═════ Supplied data

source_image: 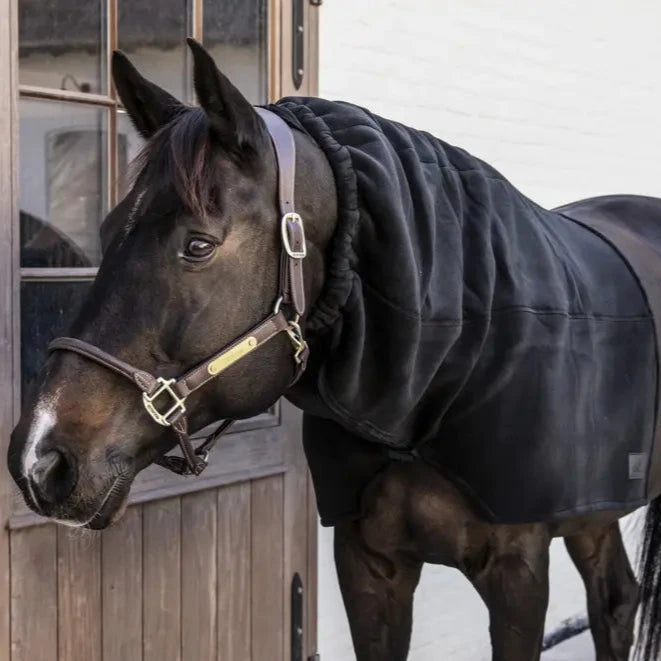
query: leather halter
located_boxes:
[48,108,309,475]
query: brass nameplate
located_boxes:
[207,335,257,375]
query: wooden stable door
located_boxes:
[0,0,317,661]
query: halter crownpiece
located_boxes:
[48,108,309,475]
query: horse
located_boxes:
[8,40,661,661]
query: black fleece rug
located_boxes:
[269,98,657,525]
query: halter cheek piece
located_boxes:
[48,108,308,475]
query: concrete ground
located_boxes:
[542,631,594,661]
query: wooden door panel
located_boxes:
[57,526,101,661]
[181,489,218,661]
[251,476,284,661]
[217,482,252,661]
[11,524,58,661]
[142,498,181,661]
[100,505,142,661]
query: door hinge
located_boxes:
[291,572,303,661]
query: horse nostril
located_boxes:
[30,450,76,504]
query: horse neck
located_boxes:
[294,131,337,313]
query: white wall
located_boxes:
[319,0,661,661]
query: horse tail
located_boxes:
[634,496,661,661]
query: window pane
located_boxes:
[204,0,268,104]
[117,0,191,100]
[117,110,145,200]
[18,0,107,94]
[20,100,108,267]
[21,280,92,399]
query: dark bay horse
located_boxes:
[9,42,661,661]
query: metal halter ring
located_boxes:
[280,211,308,259]
[142,376,186,427]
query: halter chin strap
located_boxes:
[48,108,309,475]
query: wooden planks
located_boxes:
[11,525,58,661]
[101,506,142,661]
[57,526,101,661]
[251,476,285,661]
[0,0,18,659]
[142,498,181,661]
[217,482,252,661]
[282,403,309,659]
[181,489,218,661]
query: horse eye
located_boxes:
[183,238,216,261]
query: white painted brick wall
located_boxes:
[319,0,661,661]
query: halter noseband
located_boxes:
[48,108,309,475]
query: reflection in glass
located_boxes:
[18,0,107,94]
[117,0,192,100]
[117,110,145,200]
[203,0,268,104]
[20,100,108,267]
[21,280,92,401]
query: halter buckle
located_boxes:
[280,211,308,259]
[286,320,308,365]
[142,376,186,427]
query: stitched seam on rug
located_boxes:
[356,274,653,327]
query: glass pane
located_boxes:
[117,110,145,200]
[18,0,107,94]
[21,280,92,399]
[117,0,191,100]
[204,0,268,104]
[20,100,108,267]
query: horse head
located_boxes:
[9,40,336,528]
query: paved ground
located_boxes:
[542,631,594,661]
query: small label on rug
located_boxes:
[629,452,647,480]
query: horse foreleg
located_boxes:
[466,526,550,661]
[335,521,422,661]
[565,522,639,661]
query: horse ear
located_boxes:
[112,50,184,139]
[187,38,264,151]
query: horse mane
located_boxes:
[130,107,221,218]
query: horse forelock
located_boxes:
[129,108,221,224]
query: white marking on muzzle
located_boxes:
[23,397,57,484]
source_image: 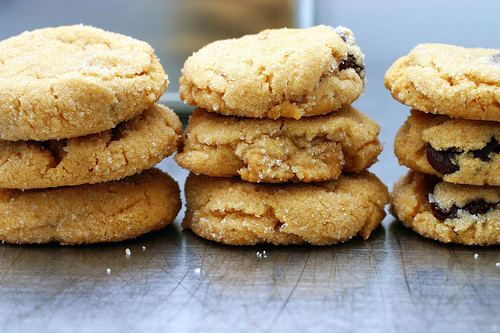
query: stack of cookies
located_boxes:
[175,26,389,245]
[0,25,181,244]
[385,44,500,245]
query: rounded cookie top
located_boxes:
[0,25,167,141]
[0,104,182,189]
[180,25,365,119]
[391,171,500,245]
[175,106,382,183]
[0,169,181,244]
[394,110,500,186]
[182,171,389,245]
[384,44,500,121]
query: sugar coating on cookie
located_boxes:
[394,110,500,186]
[175,106,382,183]
[180,25,365,119]
[391,170,500,245]
[0,25,167,141]
[182,171,389,245]
[0,104,182,189]
[384,44,500,121]
[0,169,181,244]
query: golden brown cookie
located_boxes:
[0,104,182,189]
[0,25,167,141]
[182,171,389,245]
[180,25,364,119]
[0,169,181,244]
[394,110,500,186]
[175,106,382,183]
[385,44,500,121]
[391,171,500,245]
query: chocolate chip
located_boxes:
[425,143,460,175]
[472,138,500,162]
[39,140,66,168]
[430,202,458,221]
[339,54,365,76]
[430,200,497,221]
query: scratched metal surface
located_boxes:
[0,159,500,332]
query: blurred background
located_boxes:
[0,0,500,185]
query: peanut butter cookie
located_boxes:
[0,104,182,189]
[0,169,181,244]
[182,171,389,245]
[180,25,365,119]
[0,25,167,141]
[175,106,382,183]
[385,44,500,121]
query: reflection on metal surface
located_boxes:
[0,206,500,332]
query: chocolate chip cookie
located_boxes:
[394,110,500,186]
[0,25,167,141]
[391,171,500,245]
[180,25,365,119]
[175,106,382,183]
[182,171,389,245]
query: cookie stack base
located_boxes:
[182,171,389,245]
[0,169,181,244]
[390,171,500,245]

══════════

Exercise directions
Return every line of the entries above verbatim, from the first entry through the last, and leave the pictures out.

Answer to the problem
source_image: 
query: leather halter
located_boxes:
[48,108,309,475]
query: brass nameplate
located_boxes:
[207,335,257,375]
query: wooden stable door
located_boxes:
[0,0,317,661]
query: halter crownpiece
located_boxes:
[48,108,309,475]
query: horse
located_boxes:
[8,40,661,661]
query: black fleece rug
located_boxes:
[269,98,657,525]
query: halter cheek piece
located_boxes:
[48,108,308,475]
query: concrete ground
located_boxes:
[542,631,594,661]
query: wooden door panel
located_boxes:
[57,526,101,661]
[181,489,218,661]
[251,476,284,661]
[217,482,252,661]
[11,524,58,661]
[142,498,181,661]
[100,505,142,661]
query: door hinge
located_boxes:
[291,572,303,661]
query: horse nostril
located_boxes:
[30,450,76,504]
query: horse neck
located_boxes:
[294,131,337,313]
query: white wall
located_boxes:
[319,0,661,661]
query: horse tail
located_boxes:
[634,496,661,661]
query: window pane
located_boxes:
[204,0,268,104]
[117,0,191,100]
[117,110,145,200]
[18,0,107,94]
[20,100,108,267]
[21,280,92,399]
query: dark bay horse
located_boxes:
[9,42,661,661]
query: metal halter ring
located_boxes:
[280,211,308,259]
[142,376,186,427]
query: halter chin strap
located_boxes:
[48,108,309,475]
query: wooden planks
located_boxes:
[11,525,58,661]
[101,506,142,661]
[57,526,101,661]
[251,476,285,661]
[0,0,18,659]
[142,498,181,661]
[217,482,252,661]
[282,403,309,659]
[181,489,218,661]
query: horse eye
located_boxes:
[183,238,216,261]
query: white painted brick wall
located_boxes:
[319,0,661,661]
query: halter noseband
located_boxes:
[48,108,309,475]
query: reflection in glass
located_boxes:
[18,0,107,94]
[117,0,192,100]
[117,110,145,200]
[203,0,268,104]
[20,100,108,267]
[21,280,92,401]
query: halter buckle
located_boxes:
[280,211,308,259]
[286,320,308,365]
[142,376,186,427]
query: stitched seam on rug
located_boxes:
[356,274,653,327]
query: glass pane
located_boxes:
[117,110,145,200]
[18,0,107,94]
[21,280,92,399]
[117,0,191,100]
[204,0,268,104]
[20,100,108,267]
query: horse head
located_boxes:
[9,40,336,528]
query: paved ground
located_boxes:
[542,631,594,661]
query: small label on rug
located_boxes:
[629,452,647,480]
query: horse foreleg
located_boxes:
[466,526,550,661]
[335,521,422,661]
[565,522,639,661]
query: horse ear
located_boxes:
[112,50,184,139]
[187,38,264,151]
query: horse mane
located_boxes:
[130,107,221,218]
query: horse forelock
located_boxes:
[129,108,221,224]
query: white marking on muzzle
located_boxes:
[23,397,57,484]
source_image: 
query: stack of cookies
located_boxes:
[175,26,389,245]
[0,25,181,244]
[385,44,500,245]
query: rounded cookie top
located_boxes:
[0,25,167,141]
[0,104,182,189]
[180,25,365,119]
[391,171,500,245]
[175,106,382,183]
[0,169,181,244]
[394,110,500,186]
[182,171,389,245]
[384,44,500,121]
query: sugar coating on cookie
located_boxes:
[394,110,500,186]
[175,106,382,183]
[180,25,365,119]
[391,170,500,245]
[0,25,167,141]
[182,171,389,245]
[0,104,182,189]
[384,44,500,121]
[0,169,181,244]
query: golden brown cookie
located_boxes:
[0,104,182,189]
[0,25,167,141]
[182,171,389,245]
[180,25,364,119]
[0,169,181,244]
[394,110,500,186]
[175,106,382,183]
[385,44,500,121]
[391,171,500,245]
query: chocolate chip
located_boxes:
[425,143,460,175]
[472,138,500,162]
[39,140,66,168]
[430,202,458,221]
[339,54,365,76]
[430,200,497,221]
query: scratched metal surface
located_boxes:
[0,159,500,332]
query: blurred background
located_boxes:
[0,0,500,185]
query: peanut butter cookie
located_boxes:
[0,104,182,189]
[0,169,181,244]
[182,171,389,245]
[180,25,365,119]
[0,25,167,141]
[175,106,382,183]
[385,44,500,121]
query: reflection on metal surface
located_boxes:
[0,206,500,332]
query: chocolate chip cookie
located_boxes:
[394,110,500,186]
[0,25,167,141]
[391,171,500,245]
[180,25,365,119]
[175,106,382,183]
[182,171,389,245]
query: cookie stack base
located_boxes:
[182,171,389,245]
[0,169,181,244]
[390,171,500,245]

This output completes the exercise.